# Directions:
Answer these questions about the Gutherz biography below:
1. In what year did he move to St. Louis?
2. Where were the costumes for the Veiled Prophet Parade made?
3. Which of his works earned a medal and certificate at the Centennial Exposition?
Top of Study text
He came to the United States with his parents in 1851. His father settled in Cincinnati and was the first to introduce terra cotta works of art into the U.S. The son began his professional career by modeling clay in his father's studio. He later studied under a portrait painter in Memphis, Tennessee, and in 1868 went to Paris, where he studied with Joseph Cabasson and Isadore Pils, and was a pupil at the École des Beaux Arts.

At the beginning of the Franco-Prussian War, he went to Belgium, studying in Brussels and Antwerp under Stalleart and Robert. He moved to Rome in 1871, where he executed his first important work. He returned to Memphis in 1873, painting portraits and figure pieces in oil and watercolors.

In 1874 he moved to St. Louis, where he was connected with the art department of Washington University in St. Louis, and assisted Halsey Ives in the organization of the St. Louis School and Museum of Fine Arts where he taught the life class from 1876 until 1884. He sent his “Ecce Homo” and his “Awakening of Spring” to the Centennial Exposition at Philadelphia, receiving a medal and certificate for the latter work.

In 1880 and possibly after, Gutherz designed the floats and costumes for the Veiled Prophet Parade of St. Louis; his drawings were sent to Paris, France, where the costumes were made.

In 1884, he went to Paris to study in the Academie Julian. Here he became versed in the Symbolist school and studied with Gustave Boulanger and Joseph Lefebvre. He participated in the annual Paris Salon.

In 1896, he did a mural for the Library of Congress, and stayed in Washington, D.C. for the rest of his life.
Bottom of Study text
Top of Information given
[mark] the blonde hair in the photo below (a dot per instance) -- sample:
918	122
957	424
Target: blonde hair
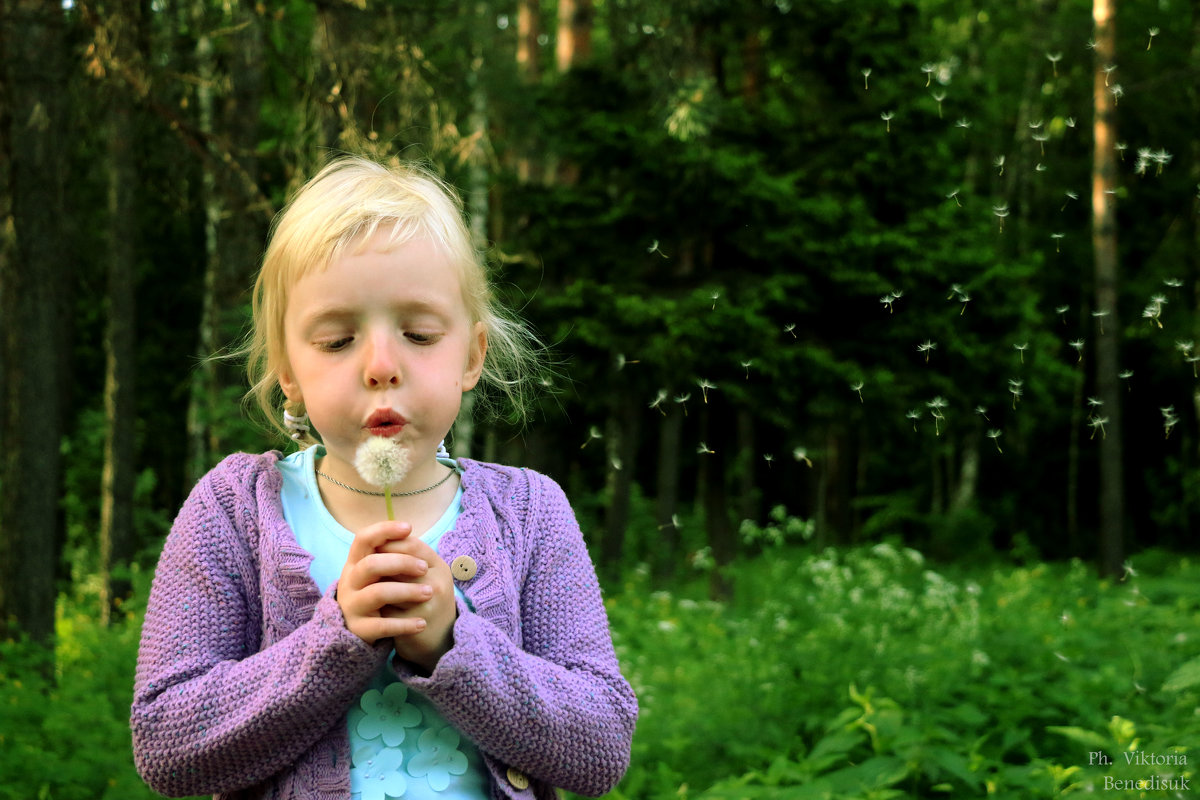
341	208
Bottom of Information given
# Reply:
1. 1874
2. Paris, France
3. “Awakening of Spring”